## Aim of the exercise:
Please return each line in the rows below that contains the word "hedgehog".

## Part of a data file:
⟨

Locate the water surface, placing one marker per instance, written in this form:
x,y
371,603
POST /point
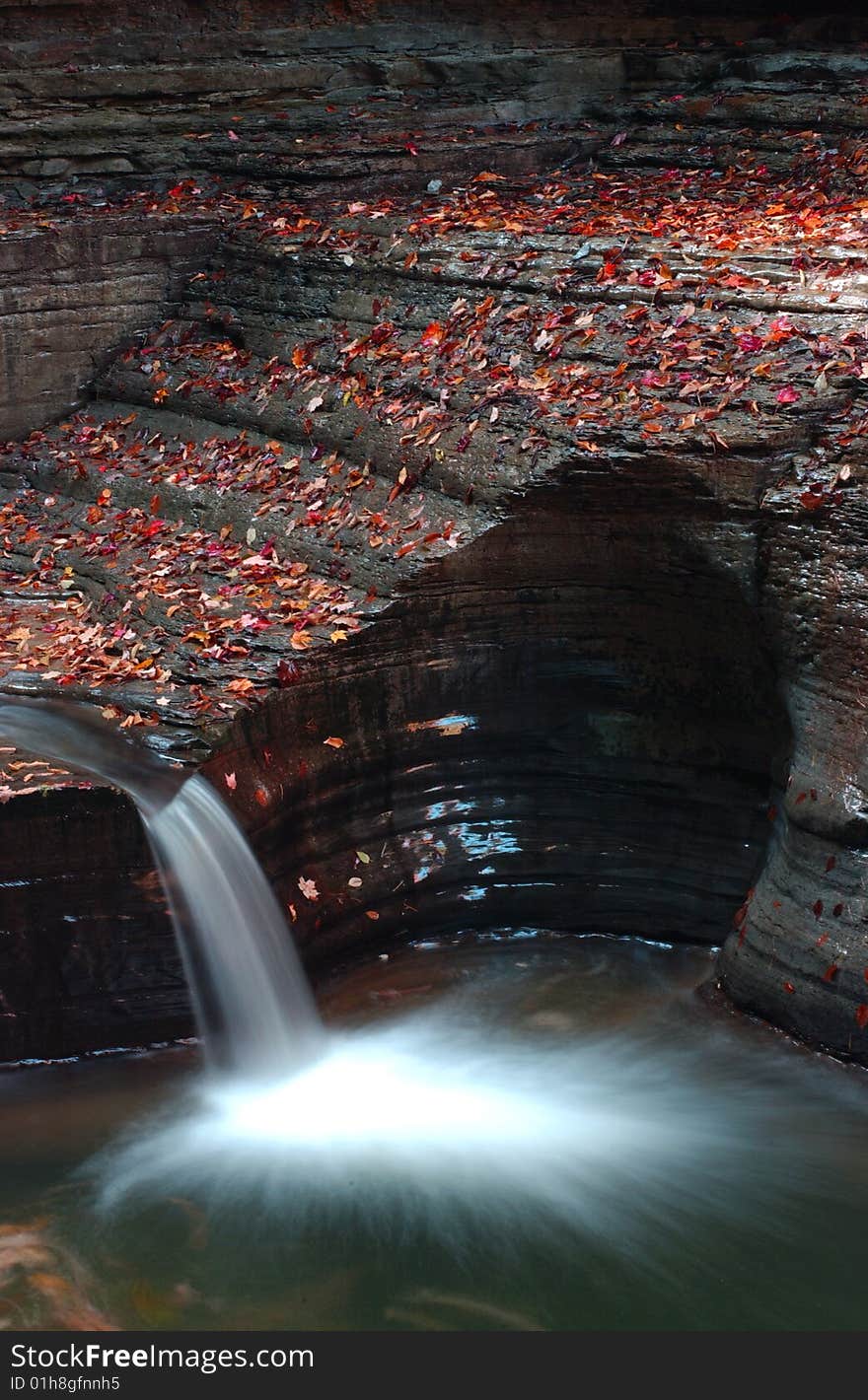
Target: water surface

⟩
⟨

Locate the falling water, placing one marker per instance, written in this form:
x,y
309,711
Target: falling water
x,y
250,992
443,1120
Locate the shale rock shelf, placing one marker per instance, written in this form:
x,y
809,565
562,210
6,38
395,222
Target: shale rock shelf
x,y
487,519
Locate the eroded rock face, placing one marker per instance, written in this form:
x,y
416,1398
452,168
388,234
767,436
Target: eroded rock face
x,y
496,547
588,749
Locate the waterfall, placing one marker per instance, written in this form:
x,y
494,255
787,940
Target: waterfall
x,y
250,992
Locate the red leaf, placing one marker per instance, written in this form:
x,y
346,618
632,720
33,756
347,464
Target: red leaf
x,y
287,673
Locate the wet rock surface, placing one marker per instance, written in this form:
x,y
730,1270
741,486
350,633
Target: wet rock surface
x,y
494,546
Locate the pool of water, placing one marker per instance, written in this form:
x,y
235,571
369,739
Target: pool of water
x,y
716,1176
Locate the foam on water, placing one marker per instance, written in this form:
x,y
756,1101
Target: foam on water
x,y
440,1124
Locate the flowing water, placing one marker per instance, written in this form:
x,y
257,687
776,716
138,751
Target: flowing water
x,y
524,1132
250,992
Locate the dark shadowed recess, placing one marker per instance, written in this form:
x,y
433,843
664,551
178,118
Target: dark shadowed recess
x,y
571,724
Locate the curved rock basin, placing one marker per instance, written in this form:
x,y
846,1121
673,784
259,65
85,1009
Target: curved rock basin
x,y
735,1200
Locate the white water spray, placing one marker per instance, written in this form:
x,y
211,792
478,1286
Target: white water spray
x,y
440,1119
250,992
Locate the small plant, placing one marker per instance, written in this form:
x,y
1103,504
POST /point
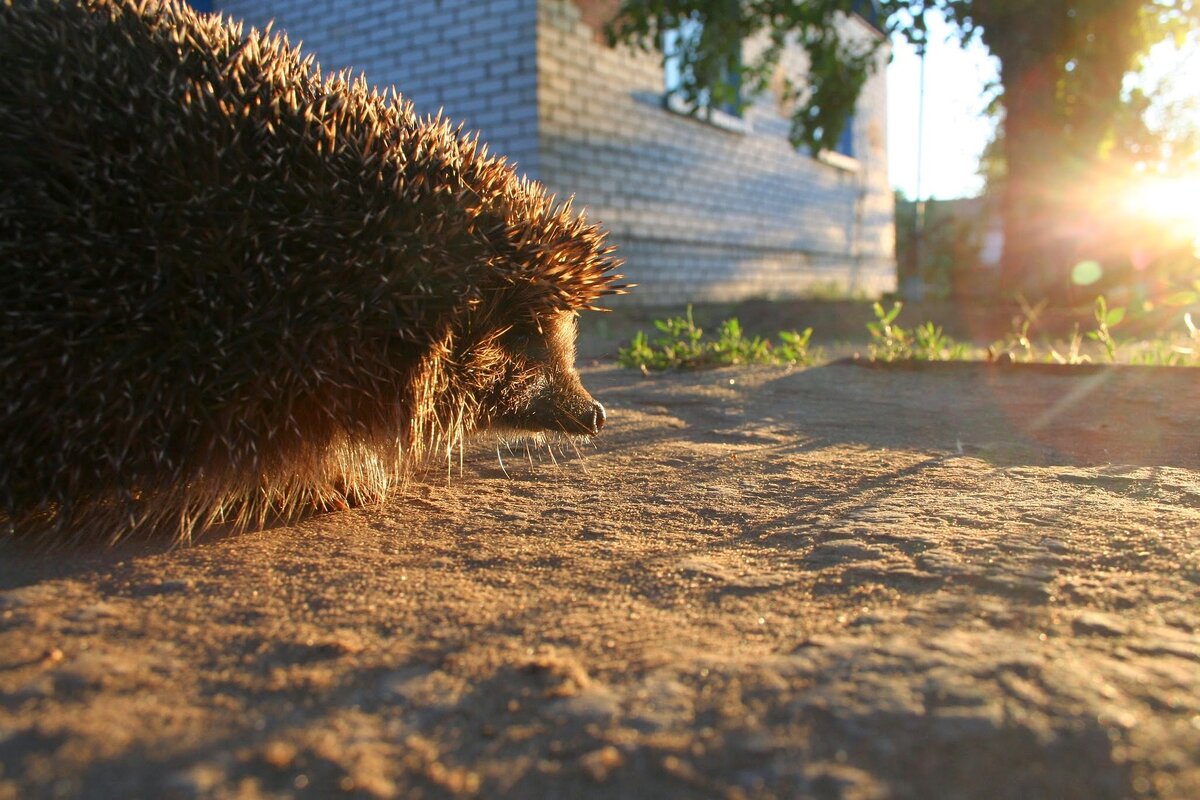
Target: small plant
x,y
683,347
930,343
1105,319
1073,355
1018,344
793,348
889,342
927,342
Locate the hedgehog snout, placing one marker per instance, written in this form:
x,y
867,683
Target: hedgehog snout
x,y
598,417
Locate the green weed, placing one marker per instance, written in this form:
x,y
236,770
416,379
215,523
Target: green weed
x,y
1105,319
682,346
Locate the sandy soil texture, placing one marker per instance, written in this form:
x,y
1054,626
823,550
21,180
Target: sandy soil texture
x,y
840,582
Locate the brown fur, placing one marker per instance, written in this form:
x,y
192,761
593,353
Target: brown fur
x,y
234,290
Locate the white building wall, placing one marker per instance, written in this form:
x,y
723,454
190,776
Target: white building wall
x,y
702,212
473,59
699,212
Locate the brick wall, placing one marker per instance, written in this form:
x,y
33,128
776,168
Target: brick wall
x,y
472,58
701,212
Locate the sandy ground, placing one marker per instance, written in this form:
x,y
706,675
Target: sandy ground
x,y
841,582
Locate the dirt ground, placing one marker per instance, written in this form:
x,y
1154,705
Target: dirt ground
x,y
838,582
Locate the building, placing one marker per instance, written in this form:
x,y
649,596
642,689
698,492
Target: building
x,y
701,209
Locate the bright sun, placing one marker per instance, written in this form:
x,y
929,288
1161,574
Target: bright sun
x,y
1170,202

⟩

## Task output:
Locate the hedgehog snout, placing one marker per instance, written in this form:
Target: hedgehog snout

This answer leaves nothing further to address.